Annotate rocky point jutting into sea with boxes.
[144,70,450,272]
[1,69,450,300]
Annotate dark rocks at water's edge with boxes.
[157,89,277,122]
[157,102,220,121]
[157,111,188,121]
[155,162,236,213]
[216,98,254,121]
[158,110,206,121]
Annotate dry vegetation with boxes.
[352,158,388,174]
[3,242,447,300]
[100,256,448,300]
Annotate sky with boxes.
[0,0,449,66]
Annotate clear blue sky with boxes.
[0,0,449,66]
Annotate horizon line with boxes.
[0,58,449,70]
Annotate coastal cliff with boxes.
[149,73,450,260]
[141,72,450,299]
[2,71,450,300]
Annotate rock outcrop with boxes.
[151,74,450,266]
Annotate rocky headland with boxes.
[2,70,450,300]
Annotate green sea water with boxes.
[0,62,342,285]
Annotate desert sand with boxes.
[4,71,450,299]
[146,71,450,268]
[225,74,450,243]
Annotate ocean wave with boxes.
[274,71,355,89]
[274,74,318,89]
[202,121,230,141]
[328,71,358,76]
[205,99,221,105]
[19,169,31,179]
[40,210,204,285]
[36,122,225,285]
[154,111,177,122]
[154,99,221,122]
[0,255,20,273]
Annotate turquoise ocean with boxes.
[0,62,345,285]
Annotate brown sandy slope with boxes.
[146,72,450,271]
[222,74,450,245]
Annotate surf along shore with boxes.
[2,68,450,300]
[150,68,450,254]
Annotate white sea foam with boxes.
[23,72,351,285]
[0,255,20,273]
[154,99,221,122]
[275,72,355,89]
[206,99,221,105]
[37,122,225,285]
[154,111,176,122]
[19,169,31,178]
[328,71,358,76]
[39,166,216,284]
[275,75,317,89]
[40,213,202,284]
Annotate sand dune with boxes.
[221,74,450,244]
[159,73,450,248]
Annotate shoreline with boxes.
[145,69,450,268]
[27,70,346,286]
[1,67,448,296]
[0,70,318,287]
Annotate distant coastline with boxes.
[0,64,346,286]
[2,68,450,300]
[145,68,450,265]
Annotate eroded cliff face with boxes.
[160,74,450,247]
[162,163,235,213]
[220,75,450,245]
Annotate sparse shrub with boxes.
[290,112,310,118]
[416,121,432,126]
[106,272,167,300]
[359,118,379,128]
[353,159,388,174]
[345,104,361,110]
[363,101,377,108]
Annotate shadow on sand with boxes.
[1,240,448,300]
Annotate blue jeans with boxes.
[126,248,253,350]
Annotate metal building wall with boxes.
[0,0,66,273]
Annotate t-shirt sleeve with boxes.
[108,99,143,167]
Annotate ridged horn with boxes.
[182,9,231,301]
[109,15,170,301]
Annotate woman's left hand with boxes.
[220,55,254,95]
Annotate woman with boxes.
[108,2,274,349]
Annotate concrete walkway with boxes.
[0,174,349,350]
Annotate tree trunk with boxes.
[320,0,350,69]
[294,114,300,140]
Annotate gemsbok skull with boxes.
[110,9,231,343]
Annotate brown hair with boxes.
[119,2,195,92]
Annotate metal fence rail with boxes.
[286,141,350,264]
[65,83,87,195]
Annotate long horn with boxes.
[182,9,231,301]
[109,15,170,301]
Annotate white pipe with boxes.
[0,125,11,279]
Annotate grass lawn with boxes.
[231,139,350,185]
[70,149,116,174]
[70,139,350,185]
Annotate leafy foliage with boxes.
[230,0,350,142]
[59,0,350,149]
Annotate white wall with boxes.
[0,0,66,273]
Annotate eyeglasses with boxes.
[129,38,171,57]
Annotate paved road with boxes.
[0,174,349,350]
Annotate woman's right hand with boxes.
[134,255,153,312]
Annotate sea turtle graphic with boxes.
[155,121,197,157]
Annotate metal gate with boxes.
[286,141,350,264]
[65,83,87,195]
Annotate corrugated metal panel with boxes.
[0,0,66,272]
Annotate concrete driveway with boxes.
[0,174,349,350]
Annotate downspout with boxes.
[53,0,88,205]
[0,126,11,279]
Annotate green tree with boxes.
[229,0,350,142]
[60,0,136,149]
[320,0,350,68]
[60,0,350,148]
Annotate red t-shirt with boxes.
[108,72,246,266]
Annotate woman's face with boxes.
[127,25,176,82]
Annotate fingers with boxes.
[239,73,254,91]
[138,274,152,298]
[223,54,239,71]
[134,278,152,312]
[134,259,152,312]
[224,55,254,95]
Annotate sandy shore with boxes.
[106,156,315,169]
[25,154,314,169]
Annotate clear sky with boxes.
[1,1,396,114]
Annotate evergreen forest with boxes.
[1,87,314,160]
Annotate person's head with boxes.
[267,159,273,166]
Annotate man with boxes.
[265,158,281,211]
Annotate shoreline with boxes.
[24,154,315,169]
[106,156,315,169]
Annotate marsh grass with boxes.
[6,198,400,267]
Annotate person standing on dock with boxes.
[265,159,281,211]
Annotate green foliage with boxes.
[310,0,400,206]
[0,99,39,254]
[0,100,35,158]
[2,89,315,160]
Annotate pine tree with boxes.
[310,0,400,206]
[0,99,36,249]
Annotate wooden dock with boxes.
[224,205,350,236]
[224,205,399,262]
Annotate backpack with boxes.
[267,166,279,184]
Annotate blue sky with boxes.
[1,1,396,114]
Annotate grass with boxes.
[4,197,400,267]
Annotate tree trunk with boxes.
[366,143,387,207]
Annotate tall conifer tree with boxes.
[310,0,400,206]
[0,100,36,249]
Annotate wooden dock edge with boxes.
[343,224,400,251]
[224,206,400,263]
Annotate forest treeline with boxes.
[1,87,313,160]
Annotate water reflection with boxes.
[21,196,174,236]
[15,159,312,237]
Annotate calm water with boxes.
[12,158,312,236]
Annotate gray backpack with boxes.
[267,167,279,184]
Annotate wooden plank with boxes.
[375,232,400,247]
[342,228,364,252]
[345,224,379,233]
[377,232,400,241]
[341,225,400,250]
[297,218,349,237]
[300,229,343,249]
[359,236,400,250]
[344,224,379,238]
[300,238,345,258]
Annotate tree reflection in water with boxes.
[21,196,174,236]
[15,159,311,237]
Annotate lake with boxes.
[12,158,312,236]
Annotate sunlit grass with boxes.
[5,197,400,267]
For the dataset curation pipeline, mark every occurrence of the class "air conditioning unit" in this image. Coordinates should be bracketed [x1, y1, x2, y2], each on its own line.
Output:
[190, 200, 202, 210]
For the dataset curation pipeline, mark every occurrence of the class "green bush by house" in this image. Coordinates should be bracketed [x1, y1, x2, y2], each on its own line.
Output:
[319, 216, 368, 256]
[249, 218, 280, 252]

= Brief =
The required response is a complete, exact copy of the records.

= Answer space =
Annotate rocky point jutting into sea with boxes.
[144,70,450,272]
[1,69,450,300]
Annotate dark rocks at water's edge with boxes.
[157,89,277,122]
[157,102,220,121]
[157,111,188,121]
[155,162,236,213]
[216,98,254,121]
[158,110,206,121]
Annotate dry vegetation with boxes.
[352,158,388,174]
[3,242,447,300]
[100,256,448,300]
Annotate sky with boxes.
[0,0,449,66]
Annotate clear blue sky with boxes.
[0,0,449,66]
Annotate horizon line with boxes.
[0,58,449,70]
Annotate coastal cliff with boxes.
[149,73,450,260]
[141,72,450,299]
[2,71,450,300]
Annotate rock outcrop with boxes.
[151,74,450,266]
Annotate rocky headland with boxes.
[2,70,450,300]
Annotate green sea water with boxes.
[0,62,342,285]
Annotate desert sand with boxes.
[4,71,450,299]
[146,71,450,268]
[225,74,450,243]
Annotate ocean wave with boxes.
[274,71,355,89]
[274,74,318,89]
[202,121,230,141]
[328,71,358,76]
[205,99,221,105]
[19,169,31,179]
[40,210,204,285]
[36,122,225,285]
[154,111,177,122]
[154,99,221,122]
[0,255,20,273]
Annotate turquoise ocean with boxes.
[0,62,345,285]
Annotate brown sandy slope with boxes.
[146,72,450,271]
[222,74,450,245]
Annotate surf along shore with boxes.
[2,68,450,300]
[150,68,450,254]
Annotate white sea foam with boxes.
[23,72,351,285]
[0,255,20,273]
[154,99,221,122]
[275,72,355,89]
[206,99,221,105]
[37,122,225,285]
[154,111,176,122]
[19,169,31,178]
[328,71,358,76]
[39,166,216,284]
[275,75,317,89]
[40,213,202,284]
Annotate sand dune with boxes.
[221,74,450,244]
[159,73,450,248]
Annotate shoreline with boxes.
[145,69,450,268]
[27,70,346,286]
[1,67,448,296]
[0,70,318,287]
Annotate distant coastline with boxes.
[0,64,346,286]
[2,68,450,300]
[145,68,450,265]
Annotate eroded cliff face with boxes.
[160,74,450,247]
[162,163,235,213]
[220,75,450,245]
Annotate sparse shrub with boxes.
[290,112,310,118]
[416,121,432,126]
[106,272,167,300]
[359,118,379,128]
[353,159,388,174]
[345,104,361,110]
[363,101,377,108]
Annotate shadow on sand with boxes.
[1,240,448,300]
Annotate blue jeans with boxes.
[126,248,253,350]
Annotate metal building wall with boxes.
[0,0,66,273]
Annotate t-shirt sleeve with boxes.
[108,99,143,167]
Annotate ridged horn with boxes.
[182,9,231,301]
[109,15,170,301]
Annotate woman's left hand with boxes.
[220,55,254,95]
Annotate woman with boxes.
[108,2,274,349]
Annotate concrete walkway with boxes.
[0,174,349,350]
Annotate tree trunk with boxes.
[320,0,350,69]
[294,114,300,140]
Annotate gemsbok skull with boxes.
[110,9,231,343]
Annotate brown hair with boxes.
[119,2,195,92]
Annotate metal fence rail with boxes.
[286,141,350,264]
[65,83,87,195]
Annotate long horn with boxes.
[182,9,231,301]
[109,15,170,301]
Annotate white pipe with boxes.
[0,125,11,279]
Annotate grass lawn with boxes.
[231,139,350,185]
[70,149,116,174]
[70,139,350,185]
Annotate leafy foliage with boxes.
[230,0,350,142]
[59,0,350,149]
Annotate white wall with boxes.
[0,0,66,273]
Annotate eyeglasses with boxes.
[129,38,171,57]
Annotate paved road with boxes.
[0,174,349,350]
Annotate woman's right hand with boxes.
[134,255,153,312]
Annotate sea turtle graphic with boxes.
[155,121,197,157]
Annotate metal gate with boxes.
[286,141,350,264]
[65,83,87,195]
Annotate corrugated metal panel with boxes.
[0,0,66,272]
Annotate concrete driveway with boxes.
[0,174,349,350]
Annotate downspout with boxes.
[53,0,88,205]
[0,126,11,279]
Annotate green tree with boxes.
[229,0,350,142]
[60,0,136,149]
[320,0,350,68]
[60,0,350,148]
Annotate red t-shirt with boxes.
[108,72,246,266]
Annotate woman's face with boxes.
[127,25,176,82]
Annotate fingers with boxes.
[239,73,254,91]
[138,274,152,298]
[223,54,239,71]
[134,278,152,312]
[134,259,152,312]
[224,55,254,95]
Annotate sandy shore with boxes.
[106,156,315,169]
[25,154,314,169]
Annotate clear sky with boxes.
[1,1,396,114]
Annotate evergreen forest with boxes.
[1,87,314,160]
Annotate person's head with boxes.
[267,159,273,166]
Annotate man with boxes.
[265,158,281,211]
Annotate shoreline with boxes.
[24,154,315,169]
[106,156,315,169]
Annotate marsh grass with boxes.
[6,198,400,267]
Annotate person standing on dock with boxes.
[265,159,281,211]
Annotate green foliage with boxes.
[310,0,400,206]
[0,99,39,254]
[0,100,35,158]
[2,89,315,160]
Annotate pine tree with boxes.
[310,0,400,206]
[0,99,36,249]
Annotate wooden dock with boxes.
[224,205,350,236]
[224,205,399,262]
Annotate backpack with boxes.
[267,166,279,184]
Annotate blue sky with boxes.
[1,1,396,114]
Annotate grass with boxes.
[4,197,400,267]
Annotate tree trunk with boxes.
[366,143,387,207]
Annotate tall conifer tree with boxes.
[310,0,400,206]
[0,100,36,249]
Annotate wooden dock edge with boxes.
[343,224,400,251]
[224,206,400,263]
Annotate forest treeline with boxes.
[1,87,313,160]
Annotate water reflection with boxes.
[21,196,174,236]
[15,159,312,237]
Annotate calm water with boxes.
[12,158,312,236]
Annotate gray backpack with boxes.
[267,167,279,184]
Annotate wooden plank with boxes.
[375,232,400,247]
[342,228,364,252]
[345,224,379,233]
[377,232,400,241]
[341,225,400,250]
[297,218,349,237]
[300,229,343,249]
[359,236,400,250]
[344,224,379,238]
[300,238,345,258]
Annotate tree reflection in water with boxes.
[21,196,174,236]
[15,159,311,237]
Annotate lake with boxes.
[12,158,312,236]
Annotate sunlit grass with boxes.
[5,197,400,267]
For the dataset curation pipeline, mark every occurrence of the class "air conditioning unit" in this image. Coordinates should be bracketed [x1, y1, x2, y2], each on its own line.
Output:
[190, 200, 202, 210]
For the dataset curation pipeline, mark every occurrence of the class "green bush by house" in this image. Coordinates should be bracketed [x1, y1, x2, y2], each on its own line.
Output:
[319, 216, 368, 256]
[249, 218, 280, 252]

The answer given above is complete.